Pointing and labeling entries
──────────────────────────────

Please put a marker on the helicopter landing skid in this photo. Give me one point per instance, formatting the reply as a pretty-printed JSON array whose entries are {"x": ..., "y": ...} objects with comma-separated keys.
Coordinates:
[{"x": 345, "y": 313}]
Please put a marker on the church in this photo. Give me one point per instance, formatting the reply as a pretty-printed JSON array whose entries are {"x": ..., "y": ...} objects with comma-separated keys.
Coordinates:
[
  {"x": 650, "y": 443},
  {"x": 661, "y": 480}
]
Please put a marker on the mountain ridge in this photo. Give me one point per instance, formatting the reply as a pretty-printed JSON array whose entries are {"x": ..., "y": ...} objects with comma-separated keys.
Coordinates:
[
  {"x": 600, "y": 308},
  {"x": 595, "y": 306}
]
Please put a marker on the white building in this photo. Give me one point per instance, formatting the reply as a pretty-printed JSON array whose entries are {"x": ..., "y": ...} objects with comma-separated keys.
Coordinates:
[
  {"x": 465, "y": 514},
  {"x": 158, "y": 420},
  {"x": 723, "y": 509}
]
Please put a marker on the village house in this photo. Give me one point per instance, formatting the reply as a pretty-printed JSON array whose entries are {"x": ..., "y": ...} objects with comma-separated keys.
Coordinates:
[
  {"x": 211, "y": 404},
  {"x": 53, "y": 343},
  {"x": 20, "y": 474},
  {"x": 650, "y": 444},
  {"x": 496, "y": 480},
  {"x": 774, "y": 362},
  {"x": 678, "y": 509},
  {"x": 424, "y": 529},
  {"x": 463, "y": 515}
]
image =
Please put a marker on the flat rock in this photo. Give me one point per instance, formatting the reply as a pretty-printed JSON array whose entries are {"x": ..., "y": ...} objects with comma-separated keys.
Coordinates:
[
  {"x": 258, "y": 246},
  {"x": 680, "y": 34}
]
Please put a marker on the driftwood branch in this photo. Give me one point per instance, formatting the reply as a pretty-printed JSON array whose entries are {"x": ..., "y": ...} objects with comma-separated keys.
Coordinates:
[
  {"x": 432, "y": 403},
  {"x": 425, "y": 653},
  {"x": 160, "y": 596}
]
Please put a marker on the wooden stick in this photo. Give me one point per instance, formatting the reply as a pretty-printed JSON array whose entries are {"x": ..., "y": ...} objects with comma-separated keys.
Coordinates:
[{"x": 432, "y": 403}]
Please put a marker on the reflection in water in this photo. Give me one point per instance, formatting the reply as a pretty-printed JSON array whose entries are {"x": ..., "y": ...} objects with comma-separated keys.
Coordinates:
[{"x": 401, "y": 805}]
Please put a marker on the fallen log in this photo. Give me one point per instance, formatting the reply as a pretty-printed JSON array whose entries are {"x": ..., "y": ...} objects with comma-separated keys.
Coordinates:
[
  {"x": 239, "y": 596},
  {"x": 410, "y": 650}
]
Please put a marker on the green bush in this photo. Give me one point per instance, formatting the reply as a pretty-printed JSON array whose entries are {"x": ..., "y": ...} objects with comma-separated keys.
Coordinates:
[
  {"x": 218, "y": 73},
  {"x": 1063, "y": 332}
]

──────────────────────────────

# Short exercise
Rewrite all the data above, changing "Coordinates" to "Points" everywhere and leaving everything else unchanged.

# Expected output
Please put a marker on the helicopter landing skid in this photo. Give me one point per instance, formatting the reply as a pretty-printed JSON array whose entries are {"x": ..., "y": ...} objects with comma-separated keys.
Points:
[{"x": 345, "y": 313}]
Please put a marker on the church in this photo. Give me one point per instance, formatting the reply as a pretty-printed JSON array whose entries are {"x": ..., "y": ...} objects with comma-separated keys.
Points:
[
  {"x": 650, "y": 443},
  {"x": 661, "y": 480}
]
Please put a marker on the mountain ridge in this photo. Give me one point per instance, formatting the reply as a pretty-printed JSON array whose entries are {"x": ..., "y": ...} objects with comma-separated keys.
Points:
[
  {"x": 600, "y": 308},
  {"x": 595, "y": 306}
]
Please put a marker on the white building in this photo. Give me one point per instance, formatting the reply as a pretty-printed JSON array whose entries are {"x": ..., "y": ...} objects with comma-separated keys.
Points:
[
  {"x": 465, "y": 514},
  {"x": 158, "y": 420},
  {"x": 723, "y": 509}
]
Please put a marker on the village house in this photo. Give me one point per instance, formatting the reply as a pretty-printed JSON array whose entries are {"x": ..., "y": ...} objects with comma-separated keys.
Points:
[
  {"x": 211, "y": 404},
  {"x": 53, "y": 343},
  {"x": 20, "y": 474},
  {"x": 650, "y": 444},
  {"x": 496, "y": 480},
  {"x": 774, "y": 362},
  {"x": 678, "y": 509},
  {"x": 424, "y": 529},
  {"x": 463, "y": 515}
]
image =
Please put a marker on the flat rock in this photo. Give me one point per instance, formatting the reply as a pretty-printed JSON array whose entries are {"x": ..., "y": ...} objects with comma-separated keys.
Points:
[
  {"x": 258, "y": 246},
  {"x": 680, "y": 34}
]
Please put a marker on the driftwood branch in this photo. Give me one point per instance, formatting the reply as a pretty-printed JSON array whose entries are {"x": ..., "y": ...} objects with comma-separated keys.
Points:
[
  {"x": 432, "y": 403},
  {"x": 425, "y": 653},
  {"x": 160, "y": 596}
]
Please put a marker on the wooden stick in this photo. Give me one point per instance, formatting the reply as a pretty-printed JSON array whose entries are {"x": ..., "y": ...} objects with comma-separated keys.
Points:
[{"x": 432, "y": 403}]
Please put a marker on the reflection in water in this photo. Give me one point per instance, formatting the reply as a pretty-printed JSON array whose entries are {"x": ..., "y": ...} objects with comma-separated keys.
Points:
[{"x": 401, "y": 805}]
Please put a marker on the fallen log in this photo. Give me one point per instance, formatting the reply as a pretty-printed JSON array whose entries are {"x": ..., "y": ...} objects with comma-separated keys.
Points:
[
  {"x": 239, "y": 596},
  {"x": 410, "y": 650}
]
Please put a marker on the green bush in this photo. Give me one point per instance, formatting the reply as a pretty-printed JSON array whose entries are {"x": ..., "y": ...} objects with comma-separated keys.
Points:
[
  {"x": 218, "y": 73},
  {"x": 1063, "y": 332}
]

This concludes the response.